> Excerpted data:

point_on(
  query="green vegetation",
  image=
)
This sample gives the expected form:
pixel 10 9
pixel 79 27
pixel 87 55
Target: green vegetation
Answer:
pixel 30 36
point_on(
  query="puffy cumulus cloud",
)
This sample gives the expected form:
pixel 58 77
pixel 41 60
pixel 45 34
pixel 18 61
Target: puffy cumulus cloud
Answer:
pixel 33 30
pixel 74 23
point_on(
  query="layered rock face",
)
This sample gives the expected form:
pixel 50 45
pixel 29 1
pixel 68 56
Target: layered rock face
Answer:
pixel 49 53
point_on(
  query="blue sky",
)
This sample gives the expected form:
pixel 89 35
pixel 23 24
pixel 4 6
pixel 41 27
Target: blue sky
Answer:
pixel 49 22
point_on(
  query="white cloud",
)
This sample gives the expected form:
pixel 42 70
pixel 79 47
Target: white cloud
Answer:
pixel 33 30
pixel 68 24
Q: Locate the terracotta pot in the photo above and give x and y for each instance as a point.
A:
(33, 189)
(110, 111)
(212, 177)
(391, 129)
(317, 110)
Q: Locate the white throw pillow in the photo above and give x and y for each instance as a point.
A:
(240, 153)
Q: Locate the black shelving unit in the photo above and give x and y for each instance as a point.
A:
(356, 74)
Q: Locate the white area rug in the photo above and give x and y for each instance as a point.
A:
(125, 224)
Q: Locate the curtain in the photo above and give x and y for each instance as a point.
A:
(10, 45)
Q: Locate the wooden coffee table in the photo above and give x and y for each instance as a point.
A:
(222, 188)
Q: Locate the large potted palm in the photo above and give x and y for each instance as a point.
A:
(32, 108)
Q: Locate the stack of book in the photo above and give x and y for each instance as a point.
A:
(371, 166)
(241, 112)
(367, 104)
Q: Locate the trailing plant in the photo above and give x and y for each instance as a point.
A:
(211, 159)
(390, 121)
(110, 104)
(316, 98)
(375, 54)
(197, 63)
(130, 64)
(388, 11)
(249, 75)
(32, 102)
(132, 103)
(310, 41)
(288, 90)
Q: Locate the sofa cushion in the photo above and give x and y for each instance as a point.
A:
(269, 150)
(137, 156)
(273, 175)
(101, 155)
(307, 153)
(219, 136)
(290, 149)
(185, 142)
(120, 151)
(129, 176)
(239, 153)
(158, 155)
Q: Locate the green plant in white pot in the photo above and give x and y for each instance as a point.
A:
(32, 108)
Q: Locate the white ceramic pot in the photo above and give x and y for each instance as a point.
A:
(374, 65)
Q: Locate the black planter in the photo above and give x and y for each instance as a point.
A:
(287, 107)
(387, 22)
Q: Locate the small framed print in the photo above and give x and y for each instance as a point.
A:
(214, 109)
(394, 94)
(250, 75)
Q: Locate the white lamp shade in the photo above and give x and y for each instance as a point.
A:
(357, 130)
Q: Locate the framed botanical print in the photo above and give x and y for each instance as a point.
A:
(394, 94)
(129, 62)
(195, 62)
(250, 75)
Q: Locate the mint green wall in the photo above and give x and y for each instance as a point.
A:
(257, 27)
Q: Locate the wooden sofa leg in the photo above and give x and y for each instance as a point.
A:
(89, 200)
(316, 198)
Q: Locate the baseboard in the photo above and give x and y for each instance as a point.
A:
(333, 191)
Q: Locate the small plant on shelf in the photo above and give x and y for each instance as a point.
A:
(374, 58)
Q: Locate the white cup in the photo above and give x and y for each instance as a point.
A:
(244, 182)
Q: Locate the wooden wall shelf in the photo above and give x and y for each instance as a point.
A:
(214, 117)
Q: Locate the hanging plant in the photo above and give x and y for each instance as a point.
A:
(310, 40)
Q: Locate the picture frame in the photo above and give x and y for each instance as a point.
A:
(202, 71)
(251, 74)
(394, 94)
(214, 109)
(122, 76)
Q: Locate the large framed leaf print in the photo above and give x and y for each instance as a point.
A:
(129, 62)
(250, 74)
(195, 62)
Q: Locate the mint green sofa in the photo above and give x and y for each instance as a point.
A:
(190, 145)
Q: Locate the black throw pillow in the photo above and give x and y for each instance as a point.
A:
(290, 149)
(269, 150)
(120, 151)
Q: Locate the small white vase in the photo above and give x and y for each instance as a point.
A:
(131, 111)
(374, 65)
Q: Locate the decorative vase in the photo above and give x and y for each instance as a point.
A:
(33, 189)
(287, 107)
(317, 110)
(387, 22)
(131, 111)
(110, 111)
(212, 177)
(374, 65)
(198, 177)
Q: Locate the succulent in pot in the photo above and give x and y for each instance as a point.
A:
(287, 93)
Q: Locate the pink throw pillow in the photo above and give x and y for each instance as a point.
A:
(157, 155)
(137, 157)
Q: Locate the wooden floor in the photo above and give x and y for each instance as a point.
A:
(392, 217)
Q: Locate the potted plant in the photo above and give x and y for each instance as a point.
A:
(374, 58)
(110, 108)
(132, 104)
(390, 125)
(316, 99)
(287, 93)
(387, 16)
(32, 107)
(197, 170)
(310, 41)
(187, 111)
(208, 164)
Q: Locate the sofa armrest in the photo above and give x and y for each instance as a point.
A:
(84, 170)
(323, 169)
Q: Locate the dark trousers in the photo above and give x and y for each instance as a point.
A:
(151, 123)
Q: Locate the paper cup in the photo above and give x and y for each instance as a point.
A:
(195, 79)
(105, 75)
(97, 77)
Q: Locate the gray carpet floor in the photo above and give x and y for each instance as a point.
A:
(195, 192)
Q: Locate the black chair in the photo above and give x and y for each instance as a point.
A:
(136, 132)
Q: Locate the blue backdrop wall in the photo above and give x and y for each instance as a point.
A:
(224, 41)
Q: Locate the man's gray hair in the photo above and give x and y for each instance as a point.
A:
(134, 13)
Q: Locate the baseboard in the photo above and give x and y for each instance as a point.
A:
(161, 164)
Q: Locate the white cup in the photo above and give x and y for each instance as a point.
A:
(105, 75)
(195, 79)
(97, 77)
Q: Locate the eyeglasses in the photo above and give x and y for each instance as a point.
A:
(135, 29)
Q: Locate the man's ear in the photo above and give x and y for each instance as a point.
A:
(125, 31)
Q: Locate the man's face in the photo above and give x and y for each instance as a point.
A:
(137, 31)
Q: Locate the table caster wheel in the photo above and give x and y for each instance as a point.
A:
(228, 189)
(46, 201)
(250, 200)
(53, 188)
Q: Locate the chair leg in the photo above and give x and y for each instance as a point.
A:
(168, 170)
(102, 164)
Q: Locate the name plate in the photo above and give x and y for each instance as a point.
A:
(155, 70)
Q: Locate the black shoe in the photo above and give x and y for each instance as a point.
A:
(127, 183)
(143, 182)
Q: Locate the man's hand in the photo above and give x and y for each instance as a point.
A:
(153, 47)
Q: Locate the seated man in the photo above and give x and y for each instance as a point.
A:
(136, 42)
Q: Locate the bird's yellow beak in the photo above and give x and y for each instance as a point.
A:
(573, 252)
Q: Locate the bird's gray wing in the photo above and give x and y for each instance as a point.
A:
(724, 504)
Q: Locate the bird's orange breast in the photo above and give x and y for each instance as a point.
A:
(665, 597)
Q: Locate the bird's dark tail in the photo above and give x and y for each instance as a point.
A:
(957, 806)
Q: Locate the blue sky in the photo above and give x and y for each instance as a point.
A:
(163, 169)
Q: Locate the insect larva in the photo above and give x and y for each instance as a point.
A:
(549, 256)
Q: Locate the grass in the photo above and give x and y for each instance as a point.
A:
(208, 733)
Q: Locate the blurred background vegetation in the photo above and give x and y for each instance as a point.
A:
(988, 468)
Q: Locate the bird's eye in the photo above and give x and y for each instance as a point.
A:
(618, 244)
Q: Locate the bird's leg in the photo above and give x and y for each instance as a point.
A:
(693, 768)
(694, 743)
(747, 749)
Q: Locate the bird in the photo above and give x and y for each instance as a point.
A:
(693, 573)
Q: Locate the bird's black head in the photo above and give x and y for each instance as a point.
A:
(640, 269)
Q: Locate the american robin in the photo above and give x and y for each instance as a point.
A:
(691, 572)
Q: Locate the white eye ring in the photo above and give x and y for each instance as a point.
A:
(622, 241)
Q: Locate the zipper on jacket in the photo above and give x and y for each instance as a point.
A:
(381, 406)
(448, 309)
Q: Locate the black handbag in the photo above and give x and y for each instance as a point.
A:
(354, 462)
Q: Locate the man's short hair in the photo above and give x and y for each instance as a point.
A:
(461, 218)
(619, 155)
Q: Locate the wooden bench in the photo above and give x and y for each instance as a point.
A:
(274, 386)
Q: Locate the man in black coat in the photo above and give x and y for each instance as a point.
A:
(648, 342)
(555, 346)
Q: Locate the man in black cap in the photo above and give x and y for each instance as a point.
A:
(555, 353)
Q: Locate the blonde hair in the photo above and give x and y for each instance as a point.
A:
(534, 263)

> Task goal: Scan the data above. Return every line with "pillow" in it.

> Reply to the exercise:
Q: Locate the white throw pillow in the photo above and give x and y for each instance as a point.
Q: Locate the black throw pillow in the photo above and give x and y for each instance as a point.
Q: Locate the pink throw pillow in the photo above and give x and y for each instance as a point.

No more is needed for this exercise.